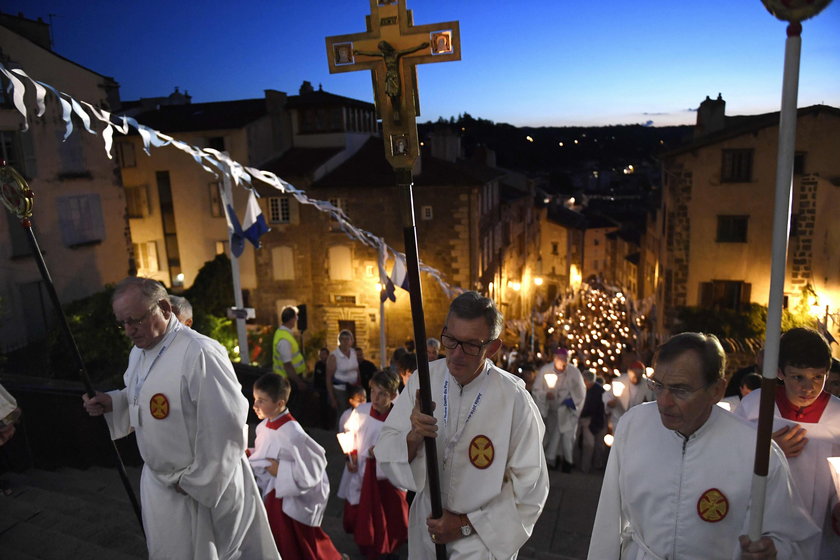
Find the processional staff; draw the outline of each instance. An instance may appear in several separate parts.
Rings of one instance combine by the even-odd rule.
[[[67,317],[65,317],[64,311],[61,308],[61,302],[58,299],[58,293],[55,291],[55,285],[50,277],[49,270],[47,270],[47,264],[44,262],[44,255],[41,253],[41,249],[38,246],[38,240],[35,238],[35,233],[32,231],[31,218],[34,198],[35,193],[33,193],[32,189],[29,188],[26,180],[17,171],[15,171],[14,168],[6,165],[5,161],[0,160],[0,199],[3,201],[3,205],[9,209],[9,212],[17,216],[20,220],[20,225],[26,232],[29,247],[32,249],[32,256],[35,258],[38,270],[41,271],[41,277],[44,279],[44,284],[46,285],[47,293],[50,296],[50,301],[52,301],[53,307],[58,315],[59,324],[61,325],[61,329],[64,331],[64,334],[67,336],[67,341],[73,350],[73,356],[76,360],[79,376],[85,385],[85,391],[89,397],[93,398],[96,393],[93,390],[93,384],[90,382],[87,367],[85,366],[84,360],[82,360],[82,354],[79,352],[76,339],[73,338],[73,333],[70,331],[70,325],[67,323]],[[134,490],[131,488],[131,482],[129,482],[128,474],[125,472],[125,465],[123,464],[122,457],[120,457],[120,452],[117,449],[116,442],[111,439],[111,433],[108,429],[108,424],[105,421],[104,416],[102,417],[102,427],[105,429],[108,440],[111,442],[117,470],[120,473],[123,486],[128,494],[131,506],[134,508],[134,513],[137,515],[137,520],[140,522],[140,530],[142,531],[143,518],[140,514],[140,502],[137,500],[137,496],[134,495]]]
[[[367,31],[363,33],[327,37],[327,59],[331,73],[370,70],[372,74],[376,109],[382,119],[385,158],[394,168],[400,191],[411,316],[414,339],[420,348],[425,345],[426,326],[412,191],[412,170],[419,155],[417,64],[460,60],[460,29],[457,21],[415,26],[405,0],[370,0],[370,15],[365,19]],[[421,410],[431,415],[432,391],[425,352],[417,353],[417,374]],[[439,518],[443,506],[437,447],[433,438],[426,438],[424,443],[432,517]],[[445,559],[446,547],[436,543],[435,553],[438,559]]]
[[[782,301],[785,288],[787,241],[790,228],[790,197],[793,188],[793,156],[796,150],[796,102],[799,91],[799,55],[802,47],[802,22],[817,15],[831,0],[761,0],[767,10],[787,21],[782,102],[779,112],[779,148],[776,160],[776,189],[773,208],[772,261],[770,265],[770,297],[764,334],[765,351],[761,404],[756,433],[753,467],[752,501],[749,538],[761,538],[764,518],[767,473],[770,464],[770,440],[773,432],[773,407],[776,395],[776,374],[779,362],[779,339],[782,327]]]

★ ★ ★

* [WORK TO BE COMPLETED]
Reproduce the whole of the data, word for word, and omit its pictures.

* [THE COMPLETED TASK]
Find the processional staff; draw the outline of each instance. An instance may appear in several separate parts.
Rings of one instance combine by the even-odd rule.
[[[67,317],[65,317],[64,311],[61,308],[61,302],[58,299],[58,293],[55,291],[55,285],[50,277],[49,270],[47,270],[47,264],[44,262],[44,255],[41,253],[41,249],[38,246],[38,240],[35,238],[35,233],[32,231],[31,218],[34,198],[35,193],[33,193],[32,189],[29,188],[26,180],[17,171],[15,171],[14,168],[6,165],[5,161],[0,160],[0,199],[3,201],[3,205],[9,209],[9,212],[17,216],[20,220],[20,225],[26,232],[29,247],[32,249],[32,256],[35,258],[38,270],[41,271],[41,277],[44,279],[44,284],[46,285],[47,293],[50,296],[50,301],[52,301],[53,307],[58,315],[59,324],[61,325],[61,329],[64,331],[64,334],[67,336],[67,341],[73,350],[73,356],[76,360],[79,376],[85,385],[85,391],[89,397],[93,398],[96,393],[93,390],[93,384],[90,382],[87,367],[85,366],[84,360],[82,360],[82,354],[79,352],[76,339],[73,338],[73,333],[70,331],[70,325],[67,323]],[[134,490],[131,488],[131,482],[129,482],[128,474],[125,472],[125,465],[123,464],[122,457],[120,457],[120,452],[117,449],[116,442],[111,439],[111,433],[108,429],[108,424],[105,421],[104,416],[102,417],[102,427],[105,429],[108,440],[111,442],[117,470],[120,473],[123,486],[128,494],[131,506],[134,508],[134,513],[137,515],[137,520],[140,522],[140,530],[142,531],[143,518],[140,514],[140,502],[137,500],[137,496],[134,495]]]
[[[367,31],[363,33],[327,37],[327,59],[331,73],[370,70],[372,74],[376,109],[382,119],[385,158],[394,168],[400,191],[411,316],[414,339],[420,348],[425,345],[426,326],[412,191],[412,170],[419,155],[417,64],[460,60],[460,29],[457,21],[415,26],[405,0],[370,0],[370,15],[365,19]],[[421,410],[431,415],[432,391],[425,352],[417,353],[417,374]],[[439,518],[443,506],[437,447],[433,438],[426,438],[424,443],[432,517]],[[445,559],[446,547],[436,543],[435,553],[438,559]]]
[[[782,301],[785,288],[787,241],[790,228],[790,197],[793,188],[793,156],[796,150],[796,102],[799,91],[799,55],[802,47],[802,22],[817,15],[831,0],[761,0],[767,10],[787,21],[782,102],[779,112],[779,148],[776,160],[776,189],[773,208],[772,261],[770,265],[770,297],[764,334],[765,351],[761,404],[756,433],[753,467],[752,501],[749,538],[761,538],[764,518],[767,473],[770,464],[770,440],[773,432],[773,407],[776,395],[776,374],[779,362],[779,339],[782,327]]]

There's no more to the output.